* [Exercise prompt] Count the lines below in which "roof" appears, then give that number by itself.
┌────────
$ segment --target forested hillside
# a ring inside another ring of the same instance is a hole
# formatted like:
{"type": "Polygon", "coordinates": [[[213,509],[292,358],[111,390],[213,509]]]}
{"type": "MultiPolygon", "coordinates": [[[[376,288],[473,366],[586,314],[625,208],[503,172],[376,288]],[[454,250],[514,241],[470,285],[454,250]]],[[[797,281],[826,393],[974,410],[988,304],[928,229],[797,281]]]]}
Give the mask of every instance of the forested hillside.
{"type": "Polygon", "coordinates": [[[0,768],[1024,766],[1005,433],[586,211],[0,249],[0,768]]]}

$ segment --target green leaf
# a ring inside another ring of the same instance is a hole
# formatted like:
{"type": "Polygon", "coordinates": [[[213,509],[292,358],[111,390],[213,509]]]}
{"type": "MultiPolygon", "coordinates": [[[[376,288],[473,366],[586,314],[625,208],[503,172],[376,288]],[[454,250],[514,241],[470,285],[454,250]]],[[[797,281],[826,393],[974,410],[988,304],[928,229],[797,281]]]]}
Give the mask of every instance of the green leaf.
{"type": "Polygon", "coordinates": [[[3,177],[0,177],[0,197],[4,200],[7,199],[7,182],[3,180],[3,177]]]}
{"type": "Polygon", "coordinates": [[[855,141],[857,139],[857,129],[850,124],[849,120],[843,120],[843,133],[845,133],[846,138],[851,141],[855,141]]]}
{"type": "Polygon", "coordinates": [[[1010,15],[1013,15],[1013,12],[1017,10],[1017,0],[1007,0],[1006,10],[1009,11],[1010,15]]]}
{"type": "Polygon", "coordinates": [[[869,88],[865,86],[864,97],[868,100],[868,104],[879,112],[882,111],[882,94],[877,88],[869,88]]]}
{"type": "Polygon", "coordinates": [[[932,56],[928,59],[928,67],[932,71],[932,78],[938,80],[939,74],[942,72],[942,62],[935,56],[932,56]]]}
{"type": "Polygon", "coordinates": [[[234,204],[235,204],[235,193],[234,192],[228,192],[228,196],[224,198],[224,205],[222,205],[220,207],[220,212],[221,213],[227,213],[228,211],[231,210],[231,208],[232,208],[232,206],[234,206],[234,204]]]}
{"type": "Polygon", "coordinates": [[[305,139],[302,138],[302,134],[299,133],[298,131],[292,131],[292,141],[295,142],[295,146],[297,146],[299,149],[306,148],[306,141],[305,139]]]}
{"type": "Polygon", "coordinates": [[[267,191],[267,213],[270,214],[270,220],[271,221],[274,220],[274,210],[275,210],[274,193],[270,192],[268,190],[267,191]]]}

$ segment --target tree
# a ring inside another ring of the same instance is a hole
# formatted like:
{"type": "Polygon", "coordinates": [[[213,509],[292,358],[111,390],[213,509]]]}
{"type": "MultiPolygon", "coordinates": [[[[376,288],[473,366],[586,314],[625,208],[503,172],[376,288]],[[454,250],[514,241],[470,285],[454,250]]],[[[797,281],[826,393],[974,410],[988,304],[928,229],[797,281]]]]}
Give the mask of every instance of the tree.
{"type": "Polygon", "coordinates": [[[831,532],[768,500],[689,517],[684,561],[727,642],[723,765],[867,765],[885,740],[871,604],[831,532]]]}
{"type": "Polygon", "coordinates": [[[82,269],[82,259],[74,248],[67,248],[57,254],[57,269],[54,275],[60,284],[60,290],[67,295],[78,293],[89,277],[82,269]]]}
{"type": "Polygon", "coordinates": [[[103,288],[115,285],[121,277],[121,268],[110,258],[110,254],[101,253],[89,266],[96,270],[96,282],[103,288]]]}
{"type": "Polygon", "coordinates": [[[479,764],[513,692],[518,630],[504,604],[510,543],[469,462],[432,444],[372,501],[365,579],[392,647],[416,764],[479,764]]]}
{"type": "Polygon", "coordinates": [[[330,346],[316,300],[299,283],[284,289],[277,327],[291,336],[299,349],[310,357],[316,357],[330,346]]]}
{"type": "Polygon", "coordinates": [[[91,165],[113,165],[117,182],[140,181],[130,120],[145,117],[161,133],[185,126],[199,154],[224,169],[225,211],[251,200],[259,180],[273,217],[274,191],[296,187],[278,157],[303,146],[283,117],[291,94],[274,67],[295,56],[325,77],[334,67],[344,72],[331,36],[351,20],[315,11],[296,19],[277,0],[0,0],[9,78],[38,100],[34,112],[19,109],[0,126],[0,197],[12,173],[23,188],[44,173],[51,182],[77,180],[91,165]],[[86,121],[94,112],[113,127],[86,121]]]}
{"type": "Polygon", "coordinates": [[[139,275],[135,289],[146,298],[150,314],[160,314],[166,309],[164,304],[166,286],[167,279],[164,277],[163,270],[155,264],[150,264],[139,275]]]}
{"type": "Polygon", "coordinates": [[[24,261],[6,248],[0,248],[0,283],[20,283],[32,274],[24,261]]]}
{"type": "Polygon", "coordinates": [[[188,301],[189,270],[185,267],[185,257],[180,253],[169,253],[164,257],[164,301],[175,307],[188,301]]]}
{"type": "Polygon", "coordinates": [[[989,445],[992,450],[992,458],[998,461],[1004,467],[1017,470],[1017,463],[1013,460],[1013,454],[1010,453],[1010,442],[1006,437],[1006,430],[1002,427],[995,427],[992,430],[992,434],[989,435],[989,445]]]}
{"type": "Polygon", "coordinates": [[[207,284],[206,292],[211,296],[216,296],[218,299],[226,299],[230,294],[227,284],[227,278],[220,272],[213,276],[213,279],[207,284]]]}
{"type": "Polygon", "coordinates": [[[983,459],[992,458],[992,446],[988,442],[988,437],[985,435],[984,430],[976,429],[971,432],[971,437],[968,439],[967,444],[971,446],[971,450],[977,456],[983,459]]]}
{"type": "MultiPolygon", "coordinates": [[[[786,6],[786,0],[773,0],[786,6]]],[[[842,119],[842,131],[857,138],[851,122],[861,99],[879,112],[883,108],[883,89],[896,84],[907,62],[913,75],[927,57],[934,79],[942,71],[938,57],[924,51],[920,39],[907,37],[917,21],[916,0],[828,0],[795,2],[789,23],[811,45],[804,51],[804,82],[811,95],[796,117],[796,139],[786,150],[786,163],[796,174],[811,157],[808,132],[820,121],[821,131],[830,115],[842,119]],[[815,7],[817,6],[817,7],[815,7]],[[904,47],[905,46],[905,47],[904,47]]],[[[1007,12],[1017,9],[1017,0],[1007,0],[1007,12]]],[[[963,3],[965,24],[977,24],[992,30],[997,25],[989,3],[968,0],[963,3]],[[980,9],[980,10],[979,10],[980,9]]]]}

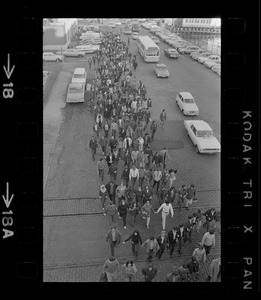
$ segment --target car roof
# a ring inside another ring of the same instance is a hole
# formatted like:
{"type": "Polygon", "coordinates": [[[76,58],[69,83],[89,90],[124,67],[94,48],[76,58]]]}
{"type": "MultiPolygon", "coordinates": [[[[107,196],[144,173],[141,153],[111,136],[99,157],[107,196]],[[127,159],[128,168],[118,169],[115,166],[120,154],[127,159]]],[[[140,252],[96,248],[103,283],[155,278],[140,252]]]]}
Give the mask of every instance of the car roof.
└────────
* [Answer below] 2